*PROBLEM TO WORK ON*. Tally the lines in the records that contain the word "jacket" and give only that number. Case counts.

— BEGIN —

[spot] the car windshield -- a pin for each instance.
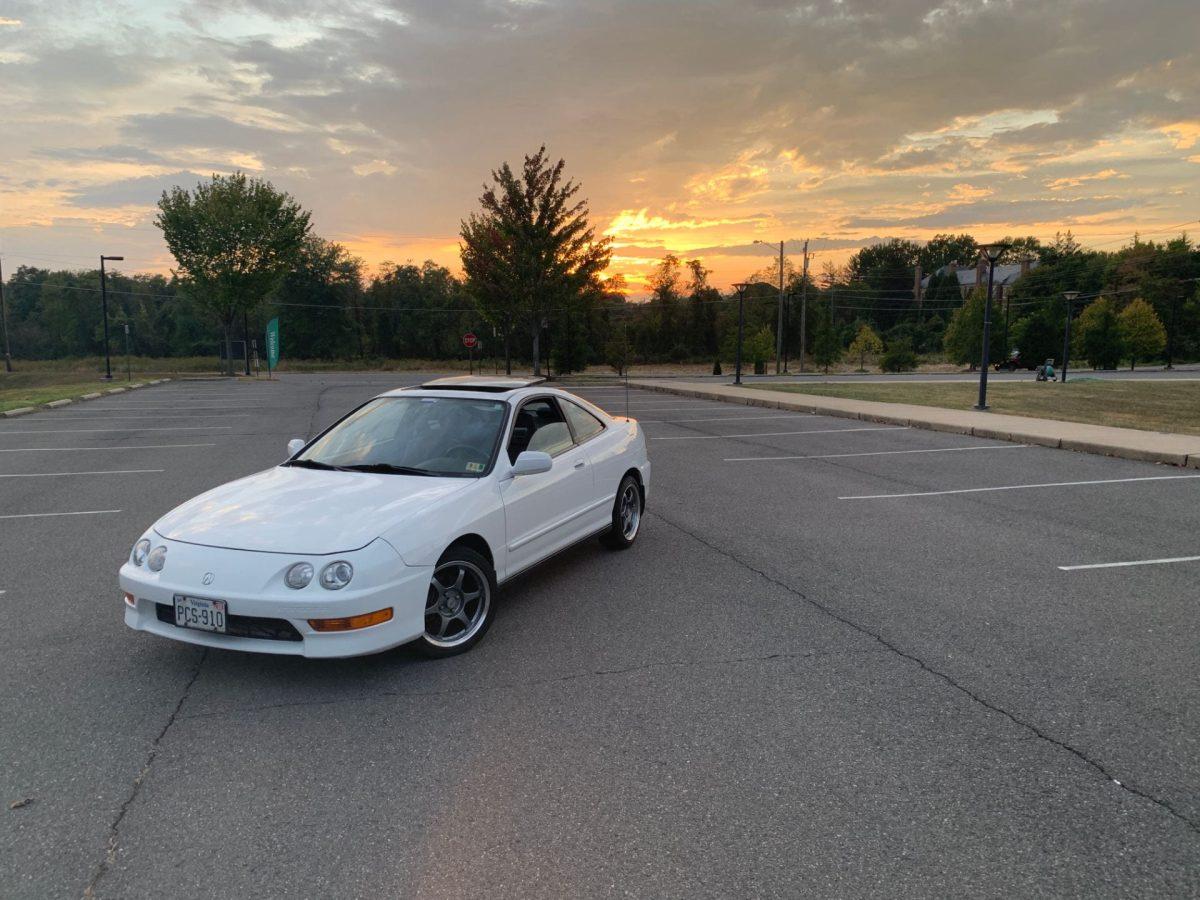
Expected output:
(412, 436)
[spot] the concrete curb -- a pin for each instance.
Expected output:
(1104, 441)
(69, 401)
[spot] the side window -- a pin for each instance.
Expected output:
(583, 424)
(539, 426)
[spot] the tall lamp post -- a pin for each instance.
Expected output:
(103, 300)
(991, 253)
(779, 324)
(741, 287)
(1069, 295)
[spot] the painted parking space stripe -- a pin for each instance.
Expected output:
(119, 447)
(1019, 487)
(49, 515)
(82, 418)
(879, 453)
(96, 431)
(63, 474)
(1165, 561)
(781, 433)
(731, 419)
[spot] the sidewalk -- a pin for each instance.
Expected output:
(1126, 443)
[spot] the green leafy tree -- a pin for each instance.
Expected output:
(864, 342)
(759, 348)
(1143, 331)
(1097, 335)
(234, 239)
(617, 352)
(531, 247)
(899, 358)
(963, 341)
(826, 345)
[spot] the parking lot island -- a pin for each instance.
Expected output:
(1107, 441)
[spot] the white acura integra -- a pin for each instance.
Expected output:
(394, 525)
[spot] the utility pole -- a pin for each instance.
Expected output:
(804, 300)
(1069, 295)
(991, 253)
(918, 294)
(103, 300)
(4, 323)
(779, 324)
(779, 321)
(737, 367)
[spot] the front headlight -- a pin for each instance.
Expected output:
(337, 575)
(298, 576)
(156, 559)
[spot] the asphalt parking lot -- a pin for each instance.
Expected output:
(841, 660)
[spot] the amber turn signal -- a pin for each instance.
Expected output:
(352, 623)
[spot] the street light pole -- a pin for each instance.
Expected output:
(1066, 335)
(737, 369)
(103, 301)
(991, 252)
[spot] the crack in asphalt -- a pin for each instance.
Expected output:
(114, 828)
(533, 683)
(937, 673)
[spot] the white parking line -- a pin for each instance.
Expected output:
(779, 433)
(94, 431)
(123, 448)
(879, 453)
(81, 417)
(730, 419)
(1133, 562)
(45, 515)
(1018, 487)
(59, 474)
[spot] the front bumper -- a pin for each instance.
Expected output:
(252, 586)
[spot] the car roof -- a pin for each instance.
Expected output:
(489, 384)
(509, 388)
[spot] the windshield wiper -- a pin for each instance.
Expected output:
(313, 465)
(387, 468)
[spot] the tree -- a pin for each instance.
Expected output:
(1141, 331)
(864, 342)
(963, 341)
(899, 358)
(234, 240)
(826, 346)
(1098, 335)
(531, 249)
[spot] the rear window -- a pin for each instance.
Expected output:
(583, 424)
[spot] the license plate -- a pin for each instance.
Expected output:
(201, 615)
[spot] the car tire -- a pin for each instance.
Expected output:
(627, 515)
(460, 605)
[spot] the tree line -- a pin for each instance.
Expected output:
(534, 289)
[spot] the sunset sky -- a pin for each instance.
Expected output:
(694, 127)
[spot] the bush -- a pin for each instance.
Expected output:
(899, 357)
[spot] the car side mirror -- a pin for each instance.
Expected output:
(532, 462)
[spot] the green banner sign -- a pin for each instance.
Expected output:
(273, 343)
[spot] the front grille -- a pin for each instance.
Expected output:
(243, 625)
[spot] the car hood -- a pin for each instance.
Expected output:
(305, 511)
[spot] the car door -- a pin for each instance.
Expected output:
(545, 513)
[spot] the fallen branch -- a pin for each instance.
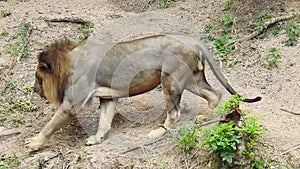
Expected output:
(68, 20)
(291, 112)
(263, 28)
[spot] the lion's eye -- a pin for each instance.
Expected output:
(40, 80)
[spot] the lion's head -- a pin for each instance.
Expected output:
(53, 70)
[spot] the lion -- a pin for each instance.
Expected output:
(69, 74)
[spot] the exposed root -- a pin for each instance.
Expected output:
(234, 116)
(263, 28)
(68, 20)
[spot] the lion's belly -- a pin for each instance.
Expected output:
(144, 82)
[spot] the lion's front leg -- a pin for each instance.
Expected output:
(59, 120)
(107, 112)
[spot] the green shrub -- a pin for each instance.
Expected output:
(273, 58)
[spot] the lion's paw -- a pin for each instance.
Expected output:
(92, 140)
(157, 133)
(34, 144)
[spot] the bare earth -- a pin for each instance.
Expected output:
(126, 147)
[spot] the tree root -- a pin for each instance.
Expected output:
(68, 20)
(263, 28)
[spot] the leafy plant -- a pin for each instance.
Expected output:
(293, 32)
(187, 138)
(4, 32)
(208, 28)
(262, 19)
(78, 165)
(223, 142)
(273, 58)
(228, 23)
(227, 5)
(227, 106)
(259, 163)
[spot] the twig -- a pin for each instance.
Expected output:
(25, 41)
(288, 111)
(9, 133)
(140, 146)
(68, 20)
(264, 27)
(50, 158)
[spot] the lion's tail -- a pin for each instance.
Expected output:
(220, 76)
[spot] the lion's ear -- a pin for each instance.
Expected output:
(44, 67)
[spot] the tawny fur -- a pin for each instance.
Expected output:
(69, 74)
(53, 70)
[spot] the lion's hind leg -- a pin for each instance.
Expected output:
(107, 112)
(172, 97)
(199, 86)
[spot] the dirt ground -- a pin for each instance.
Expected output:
(116, 20)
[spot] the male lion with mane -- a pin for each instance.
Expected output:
(69, 75)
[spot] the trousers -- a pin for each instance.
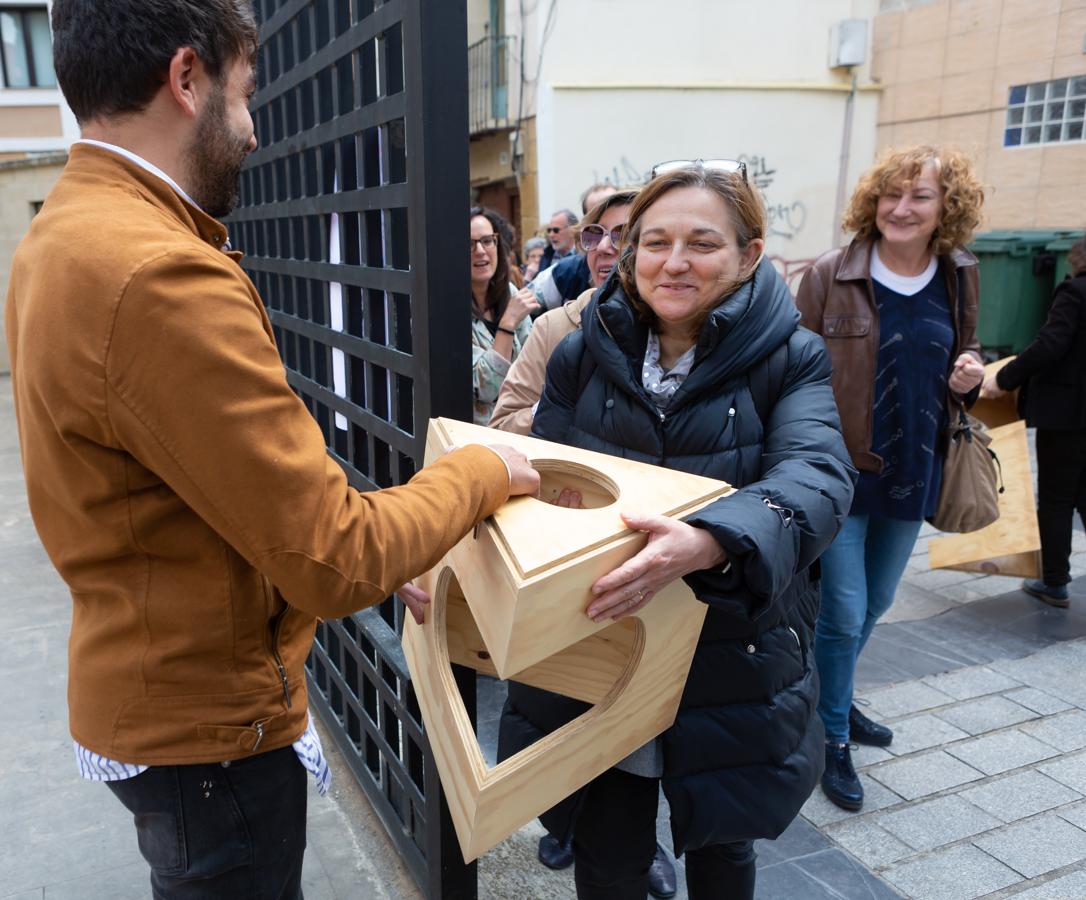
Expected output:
(222, 831)
(860, 572)
(1061, 492)
(615, 841)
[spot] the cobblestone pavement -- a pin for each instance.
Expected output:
(983, 791)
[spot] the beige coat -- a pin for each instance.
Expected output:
(523, 385)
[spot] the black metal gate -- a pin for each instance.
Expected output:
(353, 219)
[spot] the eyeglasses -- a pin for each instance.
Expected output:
(592, 236)
(487, 241)
(729, 166)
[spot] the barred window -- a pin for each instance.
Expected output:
(1046, 112)
(26, 51)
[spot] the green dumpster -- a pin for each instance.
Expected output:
(1060, 248)
(1017, 281)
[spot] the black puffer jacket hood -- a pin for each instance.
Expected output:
(746, 748)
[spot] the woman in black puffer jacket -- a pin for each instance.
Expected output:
(692, 358)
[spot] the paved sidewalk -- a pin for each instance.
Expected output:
(983, 791)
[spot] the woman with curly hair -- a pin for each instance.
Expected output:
(898, 311)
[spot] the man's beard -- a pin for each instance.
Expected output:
(214, 160)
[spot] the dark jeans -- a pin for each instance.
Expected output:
(1061, 490)
(235, 832)
(615, 840)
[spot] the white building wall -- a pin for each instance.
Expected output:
(626, 85)
(14, 98)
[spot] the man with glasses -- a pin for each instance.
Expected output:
(560, 239)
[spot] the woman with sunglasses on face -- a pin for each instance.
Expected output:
(898, 309)
(598, 237)
(691, 357)
(500, 313)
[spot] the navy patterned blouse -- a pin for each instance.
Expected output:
(916, 339)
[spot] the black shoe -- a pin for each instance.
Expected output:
(1051, 594)
(863, 731)
(554, 854)
(840, 781)
(661, 875)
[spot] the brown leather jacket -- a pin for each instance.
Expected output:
(836, 300)
(179, 485)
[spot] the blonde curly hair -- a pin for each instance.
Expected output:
(962, 193)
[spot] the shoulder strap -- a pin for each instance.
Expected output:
(767, 379)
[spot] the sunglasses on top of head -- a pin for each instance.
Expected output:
(730, 166)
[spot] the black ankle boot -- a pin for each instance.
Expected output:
(661, 875)
(555, 854)
(840, 781)
(863, 731)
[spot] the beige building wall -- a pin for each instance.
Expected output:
(947, 67)
(623, 88)
(24, 184)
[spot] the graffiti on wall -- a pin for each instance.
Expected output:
(786, 217)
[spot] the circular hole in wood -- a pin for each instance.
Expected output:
(556, 476)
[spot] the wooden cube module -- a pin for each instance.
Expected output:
(527, 571)
(509, 600)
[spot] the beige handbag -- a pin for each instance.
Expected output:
(972, 478)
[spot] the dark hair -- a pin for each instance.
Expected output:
(1077, 256)
(113, 55)
(744, 205)
(497, 290)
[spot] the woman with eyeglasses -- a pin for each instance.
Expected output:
(500, 313)
(600, 237)
(690, 357)
(898, 311)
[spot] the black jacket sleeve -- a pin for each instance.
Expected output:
(780, 524)
(1053, 341)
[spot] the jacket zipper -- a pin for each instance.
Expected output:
(278, 659)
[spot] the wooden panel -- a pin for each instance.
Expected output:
(488, 805)
(588, 671)
(527, 571)
(510, 599)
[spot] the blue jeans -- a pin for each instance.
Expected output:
(222, 831)
(860, 572)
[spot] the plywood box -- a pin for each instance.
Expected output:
(510, 600)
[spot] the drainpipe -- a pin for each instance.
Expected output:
(846, 144)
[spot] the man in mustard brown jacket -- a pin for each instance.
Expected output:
(178, 484)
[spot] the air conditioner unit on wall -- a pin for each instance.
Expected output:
(848, 42)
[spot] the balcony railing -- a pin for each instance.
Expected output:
(489, 83)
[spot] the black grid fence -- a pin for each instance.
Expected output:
(350, 217)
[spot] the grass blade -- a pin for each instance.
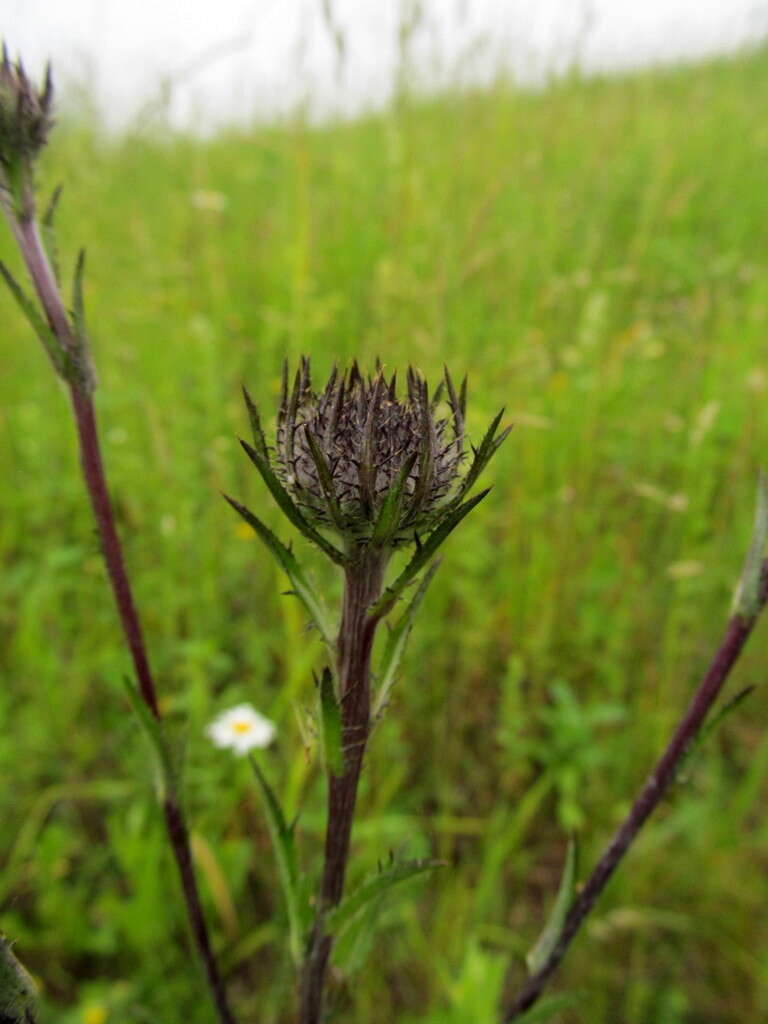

— END —

*TASK OUTPUT*. 6